▶ [Prompt] Rescale the data below by reproducing every line, but multiply each answer point's coordinates by 1.3 and round to whole numbers, with halves rounded up. Keep all other text as it is, including the sample points in the format description, and leave the pictures out.

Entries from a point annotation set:
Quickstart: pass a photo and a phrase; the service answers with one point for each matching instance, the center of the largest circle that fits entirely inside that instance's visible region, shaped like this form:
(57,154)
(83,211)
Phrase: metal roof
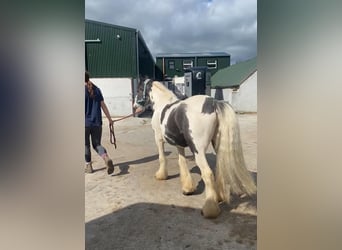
(192,54)
(234,75)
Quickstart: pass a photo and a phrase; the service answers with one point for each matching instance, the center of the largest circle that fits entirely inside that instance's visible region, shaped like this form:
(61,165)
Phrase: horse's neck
(161,103)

▶ [Exercise response]
Quickstart: pass a photo and a phrase; the service answers with one point for each matching instance, the center of the largest circle that fits entirely inside that instance's visible region, shaped like this form:
(57,154)
(83,211)
Phrase: metal roof
(250,70)
(304,98)
Quickstart: pass a photo and a phrase; the service answers with one point for each matching instance, the center of the largest circle that fits entirely inside that instance's visible region, shaped like this form:
(61,165)
Phrase: horse's neck
(209,134)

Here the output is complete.